** Dataset records **

┄┄┄┄┄┄

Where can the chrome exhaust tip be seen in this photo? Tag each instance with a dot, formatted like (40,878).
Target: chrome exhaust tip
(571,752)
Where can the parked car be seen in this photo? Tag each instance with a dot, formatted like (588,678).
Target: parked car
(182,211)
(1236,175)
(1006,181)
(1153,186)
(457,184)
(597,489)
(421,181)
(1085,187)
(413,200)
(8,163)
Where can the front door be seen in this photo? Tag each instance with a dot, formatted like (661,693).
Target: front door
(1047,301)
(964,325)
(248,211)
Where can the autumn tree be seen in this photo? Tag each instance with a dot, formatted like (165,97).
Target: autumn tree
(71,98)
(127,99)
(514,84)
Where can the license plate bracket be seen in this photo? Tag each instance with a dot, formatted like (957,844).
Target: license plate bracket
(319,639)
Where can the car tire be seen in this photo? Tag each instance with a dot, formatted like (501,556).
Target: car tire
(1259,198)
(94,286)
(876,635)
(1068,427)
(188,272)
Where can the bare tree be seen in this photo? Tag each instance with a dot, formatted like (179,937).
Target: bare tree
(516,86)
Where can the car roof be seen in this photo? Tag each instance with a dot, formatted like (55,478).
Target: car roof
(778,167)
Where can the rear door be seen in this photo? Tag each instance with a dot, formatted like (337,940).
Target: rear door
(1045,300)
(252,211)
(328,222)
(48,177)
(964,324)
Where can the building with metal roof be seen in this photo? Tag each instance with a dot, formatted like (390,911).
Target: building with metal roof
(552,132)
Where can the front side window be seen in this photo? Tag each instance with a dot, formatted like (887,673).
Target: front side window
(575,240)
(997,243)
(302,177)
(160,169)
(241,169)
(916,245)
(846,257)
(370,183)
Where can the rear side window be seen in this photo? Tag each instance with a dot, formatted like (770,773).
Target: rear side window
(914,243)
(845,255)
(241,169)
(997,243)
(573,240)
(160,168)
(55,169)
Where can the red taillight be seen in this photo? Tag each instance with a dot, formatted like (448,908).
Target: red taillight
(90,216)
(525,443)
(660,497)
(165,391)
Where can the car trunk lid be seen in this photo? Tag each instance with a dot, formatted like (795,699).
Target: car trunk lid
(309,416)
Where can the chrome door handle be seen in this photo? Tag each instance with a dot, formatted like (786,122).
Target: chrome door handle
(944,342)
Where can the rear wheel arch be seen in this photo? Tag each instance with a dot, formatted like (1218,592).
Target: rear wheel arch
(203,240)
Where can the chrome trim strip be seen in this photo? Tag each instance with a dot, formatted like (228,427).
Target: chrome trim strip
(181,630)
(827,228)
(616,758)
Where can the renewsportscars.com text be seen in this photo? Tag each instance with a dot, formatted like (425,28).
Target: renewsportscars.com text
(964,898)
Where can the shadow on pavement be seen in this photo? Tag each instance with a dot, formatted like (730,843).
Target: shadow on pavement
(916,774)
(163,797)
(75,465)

┄┄┄┄┄┄

** Task instructions **
Transcribe each entry exactly.

** Exercise solution **
Where can the chrome exhaust tip be seen in this photo? Tag each instance with a dot, formatted like (40,878).
Target: chrome exhaust tip
(571,752)
Where can the parked car be seen in this photo? Tag each instance with a dot, formatted like (588,678).
Target: parked car
(182,211)
(1236,175)
(1006,181)
(1153,186)
(457,184)
(597,489)
(421,181)
(1085,187)
(413,200)
(8,163)
Where can the front door be seen in this photo? Tag each instance with a dot, formatted like (661,693).
Target: front door
(1047,301)
(964,325)
(248,211)
Where can the autumn tree be seen in this photo? Tag each instance with a dot, formatted like (165,97).
Target: autumn tree
(71,98)
(127,99)
(514,84)
Where can the license plate bracket be seen in this photo? Tag each instance with a dot, formatted like (957,844).
Target: license plate bracket
(319,639)
Where can the car tire be seen in this photo? Tag each instance with a dot, formatted like (501,556).
Target: car tire
(1259,198)
(94,286)
(876,635)
(1068,427)
(188,272)
Where can the bare tree be seen in this photo? Tag each instance with a dot, formatted like (179,937).
Target: bare tree
(516,86)
Where can the car roof be seen in this photo? Tag each instance with a dot, formatted like (55,478).
Target: car roof
(778,167)
Where can the rear door be seen in this photo? Tag each instance with a dot, formatted like (337,940).
Target: rear door
(1045,300)
(252,211)
(328,222)
(48,177)
(964,324)
Where can the building with metal roof be seen in this photo? Tag each instance with a dot, formatted like (390,911).
Target: building with metal roof
(552,132)
Where can the front side window be seen in this photo? Tag each instance with a dot, formatted like (887,673).
Target: front side window
(575,240)
(997,243)
(302,177)
(160,169)
(241,169)
(916,245)
(846,257)
(370,183)
Where can the rear side window be seen in this photo? Tag each instance with a dot, formatted like (770,773).
Target: rear side window
(914,243)
(845,255)
(241,169)
(997,243)
(573,240)
(160,168)
(55,169)
Where can the red taillight be seen in this photo? Tag each instance with a dot, formatted like (448,908).
Target: red taillight
(90,216)
(525,443)
(660,497)
(165,391)
Where can the car trunk lid be seen in this photo? Tag each instance with a dot, formatted like (795,699).
Target: car trunk lid
(309,416)
Where can the chrome door handle be seen in this photo? Tag each instance with a dot, formatted like (786,122).
Target: chrome door handle
(944,342)
Where can the rear wheel arch be seen in this photo? Tag each instance with a dot, formatted like (1218,592).
Target: rear wheel arch
(203,240)
Where can the chrome trim strip be seen in this photo? Tag each instance with a dot, formatted like (228,427).
Target: chrome trim strip
(181,630)
(827,228)
(616,758)
Where can the renewsportscars.com text be seen in this photo? Tag each instance with a dot, formatted like (425,28).
Target: renewsportscars.com text
(964,898)
Where can the shadow on pavement be seen in this photo? Tag each instance with a dot, formatted like (730,843).
Target: shadow on pavement
(916,774)
(163,797)
(75,465)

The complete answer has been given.